**What the task asks**. Turn the rows below into a numbered list without blank lines, starting at the first row and stopping after the line that contains "x=419 y=273". Leave the pictures out.

———

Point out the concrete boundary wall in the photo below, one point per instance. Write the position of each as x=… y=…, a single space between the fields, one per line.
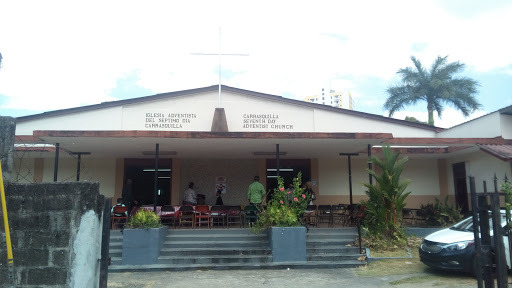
x=56 y=231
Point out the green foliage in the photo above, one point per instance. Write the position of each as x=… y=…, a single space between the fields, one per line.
x=437 y=86
x=286 y=207
x=440 y=214
x=413 y=119
x=507 y=189
x=144 y=219
x=386 y=198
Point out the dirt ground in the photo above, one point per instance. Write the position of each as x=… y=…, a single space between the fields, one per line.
x=288 y=278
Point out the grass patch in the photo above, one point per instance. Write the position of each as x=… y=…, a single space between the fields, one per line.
x=388 y=253
x=438 y=280
x=419 y=273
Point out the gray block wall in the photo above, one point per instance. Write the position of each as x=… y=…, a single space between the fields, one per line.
x=56 y=234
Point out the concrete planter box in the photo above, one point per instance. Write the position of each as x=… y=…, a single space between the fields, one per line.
x=288 y=244
x=422 y=231
x=142 y=246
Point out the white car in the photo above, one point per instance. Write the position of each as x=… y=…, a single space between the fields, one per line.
x=453 y=248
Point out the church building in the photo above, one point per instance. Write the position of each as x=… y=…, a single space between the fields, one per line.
x=212 y=136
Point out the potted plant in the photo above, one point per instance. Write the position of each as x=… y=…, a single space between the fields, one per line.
x=283 y=217
x=143 y=238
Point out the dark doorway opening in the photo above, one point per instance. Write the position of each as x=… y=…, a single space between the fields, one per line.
x=461 y=188
x=288 y=169
x=142 y=173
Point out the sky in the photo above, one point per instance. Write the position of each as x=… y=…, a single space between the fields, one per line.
x=65 y=54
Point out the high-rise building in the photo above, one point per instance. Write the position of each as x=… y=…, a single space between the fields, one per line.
x=332 y=98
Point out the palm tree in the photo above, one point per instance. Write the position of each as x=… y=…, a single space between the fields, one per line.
x=437 y=87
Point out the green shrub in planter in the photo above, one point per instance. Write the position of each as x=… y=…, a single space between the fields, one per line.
x=439 y=213
x=144 y=219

———

**Response to the task**.
1. Point out the concrete boundary wall in the photo below, one point per instance. Write the position of each as x=… y=…, a single space between the fields, one per line.
2. x=56 y=231
3. Point out the green foliage in the photo above, one point per instance. Write the position of each as x=… y=…, a single space between the fields, one per line.
4. x=437 y=86
5. x=286 y=207
6. x=440 y=214
7. x=413 y=119
8. x=507 y=189
9. x=144 y=219
10. x=386 y=198
11. Point out the dirt ground in the photo above, one point per instance. Write the position of each as x=… y=…, a single space between the fields, one per line.
12. x=288 y=278
13. Point out the grass patch in the photo above, one point per instance. Write the position of each as x=… y=…, a single space between the fields, one per line.
14. x=388 y=253
15. x=438 y=280
16. x=419 y=273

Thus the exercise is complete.